### Information supplied

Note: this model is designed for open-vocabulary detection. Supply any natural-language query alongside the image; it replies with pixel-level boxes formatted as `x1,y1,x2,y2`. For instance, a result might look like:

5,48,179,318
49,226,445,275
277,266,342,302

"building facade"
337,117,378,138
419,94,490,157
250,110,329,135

######

Repeat the data above exactly.

Exercise answer -
Note: this model is designed for open-vocabulary detection. Supply any natural-language query alongside the image; it replies with pixel-level boxes formatted as `x1,y1,x2,y2`. For instance, a result might look like:

5,48,179,318
49,226,445,275
277,266,342,302

"building facade"
337,117,378,138
419,94,490,157
250,110,329,135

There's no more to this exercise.